* [QUOTED PASSAGE]:

^^^^^^^^^^^^^^^^

I red many things about the EEA Family Permit but still have a few questions:

I went on holiday to Turkey from March 23rd to March 30th this year, I met my husband on March 28th, I then came back to see him in Turkey from May 3rd to May 10th, from June 29th to July 7th and from September 8th to September 21st, we got married on September 14th .

I am worried the UKBA would think this is a marriage of convenience as it says on their website:

_"When a marriage / civil partnership of convenience is suspected, the burden of proof is high and rests with the ECO. However, in these cases the ECO is entitled to interview the applicant. Factors to consider include:
an adverse immigration history;
doubts about the validity of documentation;
*application follows soon after the marriage* / civil partnership;
no previous evidence of the relationship."_

What do they mean by “application follows soon after the marriage”?
Is there a minimum or recommended delay after the wedding to apply for this permit?

Also my husband was refused a working visa to Germany 1 or 2 years ago, do you think they could refuse the EEA FP for those 2 reasons?

As I want to prove this is a genuine wedding this are the documents I am thinking to provide:

* Copy of my passport with the stamps from my visits in Turkey 

* Pictures 

*Telephone bills, but the thing is that I almost never called him directly, I used a prepaid card and also a special code from my mobile phone so his phone number does not appears on the bill, I also send him text messages from time to time but not that many as it’s quite expensive. Do you think this could be a problem?

*MSN messenger history: As we meet everyday on MSN I taught it could be a good support, but I am wondering if I have to print all the pages of conversations as there are so many and also there are private things I would not like to share... What is your advice?

*I think I have seen somewhere that we could provide text messages, but how? Are there any ways to print texts from a mobile phone?

*As we got married in Turkey, we will provide our Turkish wedding certificate, but I was thinking to add our French wedding certificate with the English translation:
Because I wanted our wedding to be recognised in France we had go different times to the French consulate in Ankara. The first time was to apply for a “certificat de capacité à marriage” this is a document that says we are able to get married. We had an interview there as the Lady was saying that we met just 3 months ago and it was too soon to get married, she suspected my husband wanted to marry me just for a visa... after almost 2 hours of trying to convince her, she finally approved. 
So I wanted to add a letter explaining all of that along with the French wedding certificate to prove that authorities in France already approved our wedding as genuine.
Do you think it could help?
Also, does the Turkish wedding certificate has to be translated too?

Do you think there are any other documents I can provide to prove this is not a marriage of convenience? We don’t have any emails or letter as we speak every evening on MSN.

Thank you so much in advance for reading all that and for your responses 

Gaelle.


----------



## Jrge (Mar 22, 2011)

Hi,


GaelleS said:


> Hi there,
> 
> I am French living and working in England for 3 and half years, my husband is Turkish living in Turkey, we are planning to apply for the EEA Family Permit as soon as possible so he can join me to live here.
> 
> ...

^^^^^^^^^^^^^^^^

* [CHALLENGE 1]: Reproduce the entries from the line that contains "as [604, 526]." through the line that contains "[1041, 494]", including the requests, and shift each answer coordinate by adding 29 to it. The numbers inside the requests and their format samples stay as they are.

Dataset excerpts on object pointing
^^^^^^^^^^^^^^^^

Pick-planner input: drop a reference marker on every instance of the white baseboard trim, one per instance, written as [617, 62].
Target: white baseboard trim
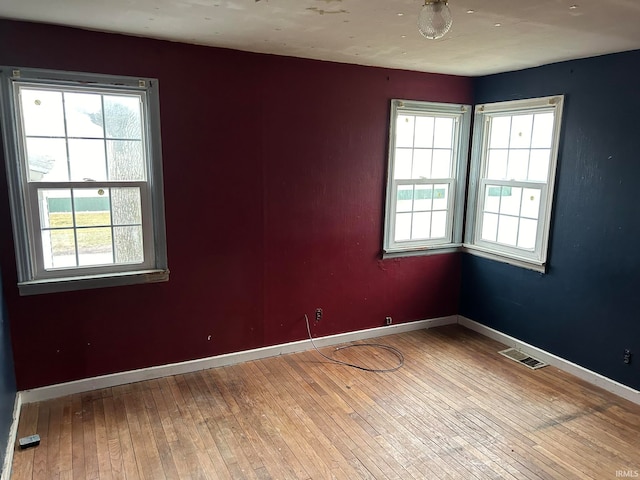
[122, 378]
[565, 365]
[11, 441]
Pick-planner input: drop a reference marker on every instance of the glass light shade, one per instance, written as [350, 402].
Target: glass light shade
[434, 20]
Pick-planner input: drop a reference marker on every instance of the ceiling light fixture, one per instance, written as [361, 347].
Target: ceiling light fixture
[434, 20]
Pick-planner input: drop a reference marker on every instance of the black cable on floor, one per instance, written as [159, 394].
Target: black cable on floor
[393, 350]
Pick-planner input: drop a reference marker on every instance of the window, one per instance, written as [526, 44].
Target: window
[85, 179]
[426, 176]
[511, 181]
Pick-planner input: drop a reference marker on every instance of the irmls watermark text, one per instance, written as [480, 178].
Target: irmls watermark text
[627, 473]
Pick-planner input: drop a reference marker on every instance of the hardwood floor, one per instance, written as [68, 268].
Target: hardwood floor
[456, 409]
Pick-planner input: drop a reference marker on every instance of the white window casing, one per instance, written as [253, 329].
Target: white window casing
[84, 170]
[426, 177]
[511, 180]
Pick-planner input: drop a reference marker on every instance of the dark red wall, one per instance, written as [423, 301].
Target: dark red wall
[274, 188]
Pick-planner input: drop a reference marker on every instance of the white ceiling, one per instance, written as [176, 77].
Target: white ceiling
[366, 32]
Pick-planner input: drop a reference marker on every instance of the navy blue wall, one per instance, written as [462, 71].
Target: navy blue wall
[586, 309]
[7, 380]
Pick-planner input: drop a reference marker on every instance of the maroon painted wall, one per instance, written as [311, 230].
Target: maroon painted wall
[274, 188]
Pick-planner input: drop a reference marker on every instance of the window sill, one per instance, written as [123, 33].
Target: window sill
[422, 251]
[67, 284]
[511, 260]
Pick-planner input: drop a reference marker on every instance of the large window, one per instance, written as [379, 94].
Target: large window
[512, 177]
[426, 176]
[84, 170]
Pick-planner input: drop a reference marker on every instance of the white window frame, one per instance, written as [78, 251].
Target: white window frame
[33, 278]
[461, 114]
[536, 257]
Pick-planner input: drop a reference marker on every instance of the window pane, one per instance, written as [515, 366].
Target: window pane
[122, 116]
[424, 132]
[440, 197]
[126, 160]
[42, 113]
[441, 164]
[94, 246]
[55, 208]
[489, 226]
[492, 195]
[421, 163]
[58, 248]
[47, 159]
[404, 201]
[497, 169]
[421, 224]
[539, 165]
[87, 160]
[128, 244]
[403, 227]
[518, 164]
[126, 206]
[500, 131]
[84, 115]
[527, 233]
[402, 160]
[521, 131]
[443, 133]
[92, 207]
[424, 194]
[404, 131]
[542, 130]
[510, 201]
[439, 225]
[530, 203]
[507, 230]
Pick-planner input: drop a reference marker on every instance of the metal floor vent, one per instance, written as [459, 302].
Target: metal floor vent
[523, 358]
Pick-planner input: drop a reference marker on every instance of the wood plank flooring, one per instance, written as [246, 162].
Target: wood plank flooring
[456, 410]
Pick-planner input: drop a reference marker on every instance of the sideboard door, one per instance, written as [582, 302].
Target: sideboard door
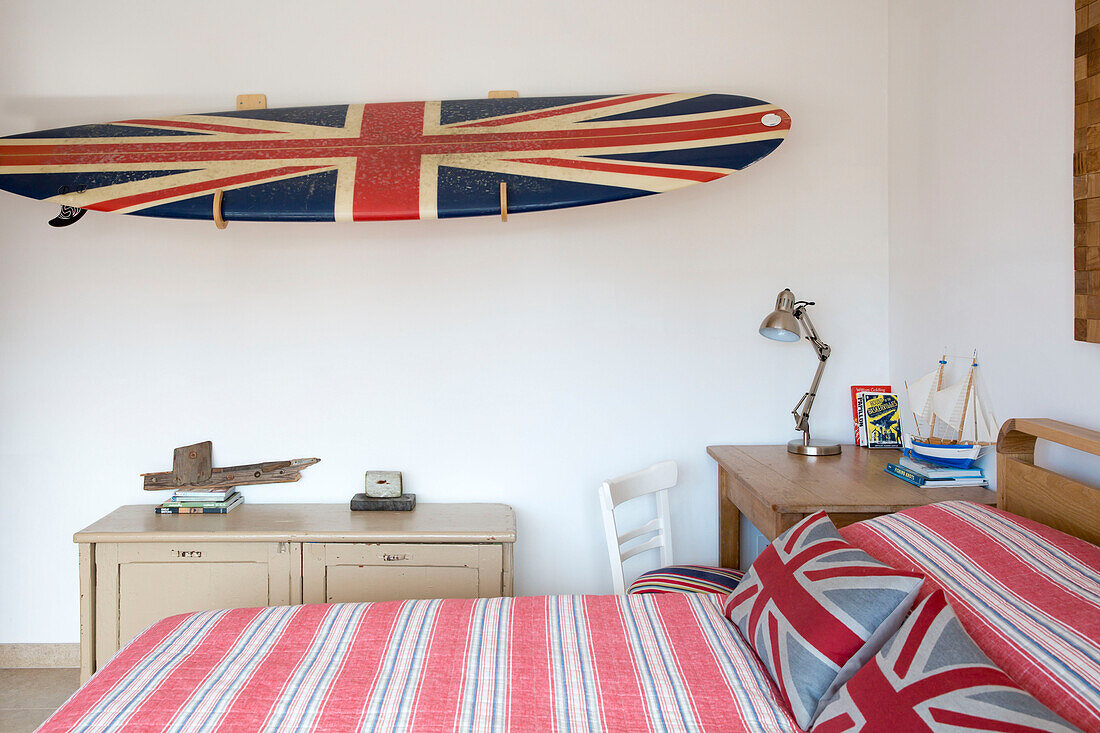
[140, 583]
[336, 572]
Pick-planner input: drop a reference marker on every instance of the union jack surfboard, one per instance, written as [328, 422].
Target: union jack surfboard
[421, 160]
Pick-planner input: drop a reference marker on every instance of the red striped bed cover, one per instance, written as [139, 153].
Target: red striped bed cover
[1029, 594]
[564, 663]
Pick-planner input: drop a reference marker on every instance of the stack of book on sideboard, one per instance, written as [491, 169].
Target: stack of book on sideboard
[925, 473]
[201, 501]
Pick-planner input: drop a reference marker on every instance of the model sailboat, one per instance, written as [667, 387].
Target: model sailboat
[961, 411]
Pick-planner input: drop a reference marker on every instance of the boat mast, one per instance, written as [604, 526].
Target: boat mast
[916, 423]
[939, 385]
[966, 400]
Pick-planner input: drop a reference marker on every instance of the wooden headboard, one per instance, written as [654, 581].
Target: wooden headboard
[1041, 494]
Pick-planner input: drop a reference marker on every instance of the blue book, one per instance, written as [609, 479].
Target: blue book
[904, 474]
[930, 470]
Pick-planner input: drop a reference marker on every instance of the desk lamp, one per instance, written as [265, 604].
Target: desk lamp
[785, 324]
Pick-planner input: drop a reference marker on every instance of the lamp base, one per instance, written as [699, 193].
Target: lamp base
[814, 448]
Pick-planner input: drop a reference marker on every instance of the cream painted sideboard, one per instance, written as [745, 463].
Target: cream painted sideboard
[138, 567]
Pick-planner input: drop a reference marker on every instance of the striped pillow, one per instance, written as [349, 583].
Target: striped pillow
[688, 579]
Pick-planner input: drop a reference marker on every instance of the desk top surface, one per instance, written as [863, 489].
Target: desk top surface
[427, 523]
[854, 481]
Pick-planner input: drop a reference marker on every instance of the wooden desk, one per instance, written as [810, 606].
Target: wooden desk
[776, 489]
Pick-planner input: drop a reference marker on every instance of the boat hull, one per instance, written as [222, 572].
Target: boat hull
[952, 455]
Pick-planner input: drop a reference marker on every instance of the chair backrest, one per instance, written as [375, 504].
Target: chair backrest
[657, 480]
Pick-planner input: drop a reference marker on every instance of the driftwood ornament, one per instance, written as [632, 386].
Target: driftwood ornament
[193, 468]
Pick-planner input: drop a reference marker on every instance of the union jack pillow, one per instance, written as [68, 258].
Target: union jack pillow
[816, 609]
[931, 676]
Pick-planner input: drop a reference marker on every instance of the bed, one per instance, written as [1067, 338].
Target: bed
[1026, 590]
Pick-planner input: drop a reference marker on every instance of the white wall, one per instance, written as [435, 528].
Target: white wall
[981, 99]
[519, 362]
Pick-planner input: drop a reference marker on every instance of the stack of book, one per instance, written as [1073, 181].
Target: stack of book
[201, 501]
[925, 473]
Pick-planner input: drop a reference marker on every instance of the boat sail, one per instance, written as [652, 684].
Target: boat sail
[963, 411]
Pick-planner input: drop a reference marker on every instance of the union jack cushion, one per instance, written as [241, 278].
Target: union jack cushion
[1027, 594]
[686, 579]
[931, 676]
[816, 609]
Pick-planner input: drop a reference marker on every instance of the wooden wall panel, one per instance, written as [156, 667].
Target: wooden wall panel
[1087, 173]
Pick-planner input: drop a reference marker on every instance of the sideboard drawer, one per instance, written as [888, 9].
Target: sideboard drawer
[336, 572]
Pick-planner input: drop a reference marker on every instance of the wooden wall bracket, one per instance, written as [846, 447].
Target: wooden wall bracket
[191, 469]
[218, 220]
[251, 101]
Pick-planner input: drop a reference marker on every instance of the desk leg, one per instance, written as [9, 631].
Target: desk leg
[729, 526]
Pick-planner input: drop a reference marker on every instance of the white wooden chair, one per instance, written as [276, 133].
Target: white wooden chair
[657, 479]
[653, 535]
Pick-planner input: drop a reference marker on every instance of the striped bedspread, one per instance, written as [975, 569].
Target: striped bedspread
[641, 663]
[1029, 594]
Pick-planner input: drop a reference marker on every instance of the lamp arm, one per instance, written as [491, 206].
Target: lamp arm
[802, 416]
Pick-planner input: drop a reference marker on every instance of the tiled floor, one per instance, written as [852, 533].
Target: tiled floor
[29, 696]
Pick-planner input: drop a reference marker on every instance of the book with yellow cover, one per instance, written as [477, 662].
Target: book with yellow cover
[882, 418]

^^^^^^^^^^^^^^^^

* [CHALLENGE 2]: Output a passage of the forum thread verbatim, beginning at the words "Is there a minimum" and stopping after "those 2 reasons?".

* [WRITTEN SOLUTION 1]:
Pick-planner input: drop a reference marker on every instance of the boat mast, one per instance, written as [604, 526].
Target: boat mast
[945, 452]
[968, 414]
[995, 429]
Pick-planner input: drop a reference marker on every instance of the wooden headboard, one per instance, written as [654, 581].
Target: wooden headboard
[1070, 523]

* [WRITTEN SOLUTION 2]:
Is there a minimum or recommended delay after the wedding to apply for this permit?

Also my husband was refused a working visa to Germany 1 or 2 years ago, do you think they could refuse the EEA FP for those 2 reasons?